-- STATED TASK --
According to the book list below, what sank the Wilhelm Gustloff in 1945?

-- TEXT SECTION --
┄┄┄┄┄┄

This week, The Thread is sharing some of our favorite books of the year. Below are our favorites from the "Young Adult" shelf — but remember, a label's just a label. These are thrilling read for teenagers and anyone who has ever been a teenager.
• Best of 2016: Fiction | Nonfiction | Children's and middle grade | Sci-fi and fantasy | Poetry
"Salt to the Sea" by Ruta Sepetys
Historical fiction for the win: Ruta Sepetys raises the wreck of the Wilhelm Gustloff to walk readers through one of the worst shipwrecks in known history. We're full up on Titanic tales, but this is a story few know. The Wilhelm Gustloff was packed with civilians fleeing World War II when it was sunk by a Soviet submarine in 1945. Thousands died.
Sepetys' finely crafted and emotional spin on this maritime tragedy follows three refugees and a young officer whose lives collide on the ship.
"The Mystery of Hollow Places" by Rebecca Podos
Rebecca Podos' mesmerizing mystery will gobble up an afternoon. The novel follows 17-year-old Imogene, who has grown up reading her father's mystery novels. He's a forensic-pathologist-turned-writer, so there isn't much about dead bodies that Imogene doesn't know.
When her father vanishes, Imogene is convinced that he's gone to find her mother — a woman she's never met — and that only she can solve his disappearance. "The Mystery of Hollow Places" mashes together a detective story with a family drama, creating a page-turner with high emotional stakes.

┄┄┄┄┄┄

Source data:
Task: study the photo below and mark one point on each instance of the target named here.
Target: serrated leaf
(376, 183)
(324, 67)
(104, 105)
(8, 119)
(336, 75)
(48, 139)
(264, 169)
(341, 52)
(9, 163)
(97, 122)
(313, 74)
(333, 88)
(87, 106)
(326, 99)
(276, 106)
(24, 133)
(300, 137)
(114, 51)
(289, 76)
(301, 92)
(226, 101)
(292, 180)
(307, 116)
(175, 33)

┄┄┄┄┄┄

-- FINAL RESULT --
A Soviet submarine sank it.